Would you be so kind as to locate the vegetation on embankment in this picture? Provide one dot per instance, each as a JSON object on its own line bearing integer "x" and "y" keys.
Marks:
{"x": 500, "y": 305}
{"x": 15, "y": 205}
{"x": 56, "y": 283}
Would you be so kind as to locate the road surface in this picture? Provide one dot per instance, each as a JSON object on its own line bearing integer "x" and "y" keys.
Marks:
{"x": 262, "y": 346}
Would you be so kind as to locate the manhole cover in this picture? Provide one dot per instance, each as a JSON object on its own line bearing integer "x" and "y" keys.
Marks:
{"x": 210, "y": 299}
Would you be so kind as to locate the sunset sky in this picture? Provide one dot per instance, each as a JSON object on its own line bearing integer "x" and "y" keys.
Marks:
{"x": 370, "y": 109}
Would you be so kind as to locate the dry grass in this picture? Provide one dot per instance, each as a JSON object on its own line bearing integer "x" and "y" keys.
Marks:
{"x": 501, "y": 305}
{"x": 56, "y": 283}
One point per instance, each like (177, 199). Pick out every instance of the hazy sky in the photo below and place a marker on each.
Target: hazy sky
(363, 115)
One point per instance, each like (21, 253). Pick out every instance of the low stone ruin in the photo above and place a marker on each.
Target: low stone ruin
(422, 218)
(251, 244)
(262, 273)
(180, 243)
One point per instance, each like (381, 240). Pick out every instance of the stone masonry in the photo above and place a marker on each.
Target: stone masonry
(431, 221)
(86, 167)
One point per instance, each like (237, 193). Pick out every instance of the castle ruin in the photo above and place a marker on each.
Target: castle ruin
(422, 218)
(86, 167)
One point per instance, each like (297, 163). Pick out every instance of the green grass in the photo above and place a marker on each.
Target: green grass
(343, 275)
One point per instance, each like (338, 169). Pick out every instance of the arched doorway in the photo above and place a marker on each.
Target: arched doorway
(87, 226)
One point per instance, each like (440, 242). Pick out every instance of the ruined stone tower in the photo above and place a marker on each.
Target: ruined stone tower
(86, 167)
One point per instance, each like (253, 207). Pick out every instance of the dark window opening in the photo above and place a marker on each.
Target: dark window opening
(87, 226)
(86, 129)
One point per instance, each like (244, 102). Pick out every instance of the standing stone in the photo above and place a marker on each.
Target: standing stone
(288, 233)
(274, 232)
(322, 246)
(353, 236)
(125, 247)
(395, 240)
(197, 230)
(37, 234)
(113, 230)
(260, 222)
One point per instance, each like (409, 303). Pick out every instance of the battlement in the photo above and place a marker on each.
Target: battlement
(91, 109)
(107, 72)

§ TASK DESCRIPTION
Tell how many lines in the entries contain the string "like", and give nothing beyond the number.

§ TASK SOLUTION
10